• [DO THIS]
Omit the pictures, then write out every entry exactly as it reads.
□ □ □ □
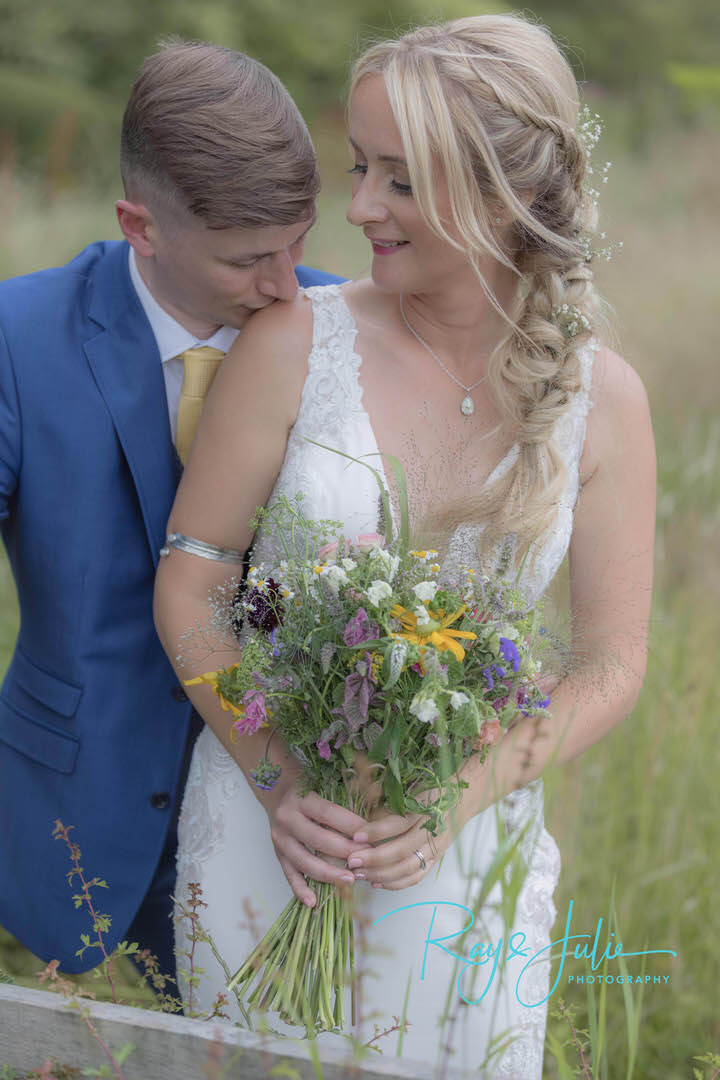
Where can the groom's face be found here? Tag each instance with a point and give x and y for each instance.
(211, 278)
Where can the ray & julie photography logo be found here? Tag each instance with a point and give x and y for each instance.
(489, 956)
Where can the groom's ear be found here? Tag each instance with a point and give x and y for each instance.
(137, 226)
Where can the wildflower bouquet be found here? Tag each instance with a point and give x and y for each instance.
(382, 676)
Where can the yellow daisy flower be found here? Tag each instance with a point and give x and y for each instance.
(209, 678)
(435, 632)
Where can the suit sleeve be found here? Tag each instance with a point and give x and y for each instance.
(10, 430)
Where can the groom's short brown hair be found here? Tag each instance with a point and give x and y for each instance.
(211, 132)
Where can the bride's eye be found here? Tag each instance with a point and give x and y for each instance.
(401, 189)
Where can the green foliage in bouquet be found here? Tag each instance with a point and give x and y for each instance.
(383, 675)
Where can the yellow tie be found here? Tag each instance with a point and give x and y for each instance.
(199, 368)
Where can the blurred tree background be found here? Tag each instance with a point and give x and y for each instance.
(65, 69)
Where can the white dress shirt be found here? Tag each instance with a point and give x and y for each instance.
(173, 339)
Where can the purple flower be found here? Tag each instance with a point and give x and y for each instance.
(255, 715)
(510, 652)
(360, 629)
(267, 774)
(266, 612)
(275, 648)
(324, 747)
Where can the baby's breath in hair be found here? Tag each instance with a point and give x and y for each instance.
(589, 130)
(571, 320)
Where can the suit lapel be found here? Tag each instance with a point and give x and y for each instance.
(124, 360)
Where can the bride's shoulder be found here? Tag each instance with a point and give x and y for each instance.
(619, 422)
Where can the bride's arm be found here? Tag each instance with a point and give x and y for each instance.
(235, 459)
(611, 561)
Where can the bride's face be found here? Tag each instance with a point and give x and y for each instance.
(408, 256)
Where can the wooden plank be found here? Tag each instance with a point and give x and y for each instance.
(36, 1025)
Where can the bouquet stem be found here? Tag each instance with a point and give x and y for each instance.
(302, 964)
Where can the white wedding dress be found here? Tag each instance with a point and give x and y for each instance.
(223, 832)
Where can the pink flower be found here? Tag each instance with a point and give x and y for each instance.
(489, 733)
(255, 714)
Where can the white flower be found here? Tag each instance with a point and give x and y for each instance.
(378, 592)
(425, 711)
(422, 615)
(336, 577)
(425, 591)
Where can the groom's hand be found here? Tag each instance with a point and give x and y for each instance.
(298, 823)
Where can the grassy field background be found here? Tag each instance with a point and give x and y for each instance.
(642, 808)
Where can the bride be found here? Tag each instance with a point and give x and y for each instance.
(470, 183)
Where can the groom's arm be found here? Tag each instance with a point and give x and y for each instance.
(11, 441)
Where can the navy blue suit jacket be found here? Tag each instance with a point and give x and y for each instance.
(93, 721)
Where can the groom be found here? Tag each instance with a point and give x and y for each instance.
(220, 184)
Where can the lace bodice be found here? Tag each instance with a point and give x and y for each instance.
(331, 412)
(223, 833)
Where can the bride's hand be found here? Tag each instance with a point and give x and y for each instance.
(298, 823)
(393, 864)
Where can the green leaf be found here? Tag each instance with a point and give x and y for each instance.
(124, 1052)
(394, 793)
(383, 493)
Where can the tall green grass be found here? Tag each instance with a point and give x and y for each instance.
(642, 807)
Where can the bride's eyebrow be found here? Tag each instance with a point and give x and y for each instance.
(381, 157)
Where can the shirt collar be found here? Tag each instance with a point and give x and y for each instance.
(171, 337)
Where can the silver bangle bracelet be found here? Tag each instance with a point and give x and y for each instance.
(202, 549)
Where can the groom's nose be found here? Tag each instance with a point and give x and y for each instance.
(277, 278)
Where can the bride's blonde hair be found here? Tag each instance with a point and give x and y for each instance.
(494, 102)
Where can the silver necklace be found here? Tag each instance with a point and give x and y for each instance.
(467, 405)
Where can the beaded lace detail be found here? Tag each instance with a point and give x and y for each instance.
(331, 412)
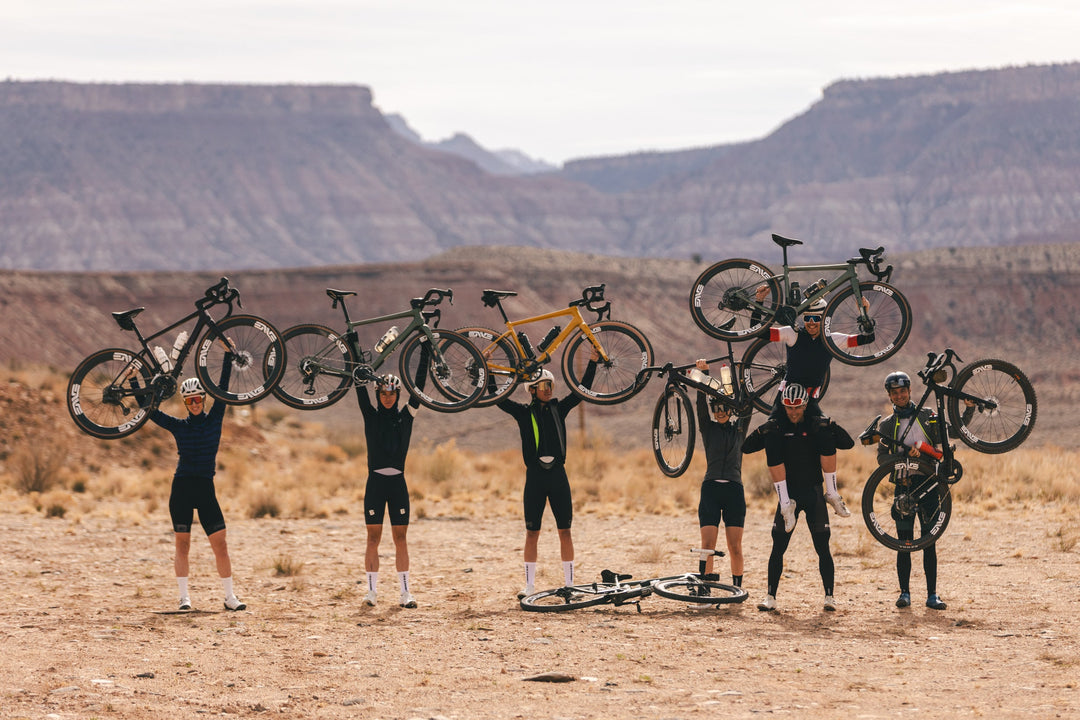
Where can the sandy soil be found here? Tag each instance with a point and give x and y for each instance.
□ □ □ □
• [OUTPUT FOR THIS TASK]
Where can the groom's face be found here? Tag each instance with a point and give x and y for each instance.
(211, 278)
Where can the ray & julie photography logo be found here? Tag each instance with a point and give x and y for each instance.
(489, 956)
Where can the groom's ear be found here? Tag each instance with a point and give x and y for each instance.
(137, 226)
Where can the wildflower bouquet be found here? Tag each instance with a point and give x and y for each instance.
(382, 676)
Where can the yellow daisy flower be found here? Tag each instance with a point and give x and y for each instance.
(209, 678)
(435, 632)
Where can the suit sleeve be found here? Tag each instance with a point and give x and y for each instance.
(10, 430)
Where can the groom's short brown hair be found here? Tag each instance with a point and give x and y for each instance.
(211, 132)
Where can the bride's eye be found here? Tag each instance with a point and give x and y for each instance.
(401, 189)
Where can the green foliage in bouquet be found here? Tag each instance with a point and give x and y for each instance.
(383, 675)
Where can the yellow tie be found here? Tag each instance with a point and give x and y for each instance.
(199, 368)
Where can the blurred tree background be found here? Tag each instance with a point and give x and y for each instance.
(65, 69)
Where can the white dress shirt be found here? Tag each instance with a point and give x and y for each instance.
(173, 339)
Where can the purple flower be found here? Tag each instance with a point and give x and y for each instance.
(255, 715)
(510, 652)
(360, 629)
(267, 774)
(266, 612)
(275, 648)
(324, 747)
Where can the baby's breath in hair be found here? Tag each instance with a point and give x and y for each instance.
(589, 130)
(571, 320)
Where can the suit lapel be found here? Tag each instance with a point and give x and y for each instance.
(124, 360)
Where can the bride's shoulder be found here? Tag each instance with a point and give x and y for each instance.
(619, 422)
Where can the bride's arm be found here? Tag each instance with a point and give x and y for each instance.
(235, 459)
(611, 561)
Where can the bride's face be found here? Tag each instance with a point and give x and y for each instance.
(408, 256)
Where can the wooden plank be found here? Tag each instance with a point and give x and y for each instance.
(36, 1025)
Where can the bouquet stem be found here? Tag each instance with a point and give x and y for each instance.
(302, 964)
Where can the white wedding dress be found here? Tag each instance with a point and give x and y for each instance.
(223, 832)
Where can the pink flower be found here? Tag each instance with a point and give x and y for each instance.
(489, 733)
(255, 714)
Where can the white flower be found here? Tag each instance with a point and give x and y for each instance.
(378, 592)
(425, 711)
(422, 615)
(336, 577)
(425, 591)
Where can the groom's hand be found here? Tag each instance with a point and give x and y for each instance.
(298, 823)
Where can the grassy field background be found here? Tag each instance with a point and give x and y for each instance.
(642, 808)
Where can the bride be found here? Tag each instance with a point and give x and y for each instance.
(470, 183)
Where can the groom's arm be found here? Tag each instance with a point and give x and y for each instance.
(11, 441)
Where can the navy blue suit jacket be found here? Tag each instance with a point and give x and y for each instance.
(93, 721)
Where can the groom be found here? Tag each instance with a point and give x and y for each instance.
(220, 184)
Where can the lace bodice be found here? Tag each instance with a point and give x and y for each instance.
(331, 412)
(223, 833)
Where can the bride's hand be found here? Tag each instance with a point and give x and y for each instance.
(298, 823)
(393, 864)
Where can the green leaf be found here? Tag each instance with a point and give x and y for each instance.
(124, 1052)
(394, 793)
(383, 493)
Where can the tall green grass be found here? Tag each instance with a point and give x and y for each instance.
(642, 807)
Where can the bride's eyebrow be found here? Tag each instance with a point and give x and y for each instance.
(381, 157)
Where can the shirt collar be found here? Tag each instance with a point and give x and y for each instance.
(171, 337)
Where can the silver bangle bracelet be found here? Tag each instance with a point and give x and y for each instance.
(202, 549)
Where can the groom's nose be found here? Tag each instance with a point and give x and y for each instance.
(277, 278)
Where can the bride's blonde hair be found here? Tag each instance with a point and give x and y for each instance.
(494, 102)
Where can the silver necklace be found here? Tag each instance with a point and give x and y for each instance.
(467, 405)
Where can the beaded lace detail be found here? Tag each instance with a point and give x and y for each instance.
(331, 412)
Where can the sandy soil be found here? Tag each instance with a point and give x and y for each instance.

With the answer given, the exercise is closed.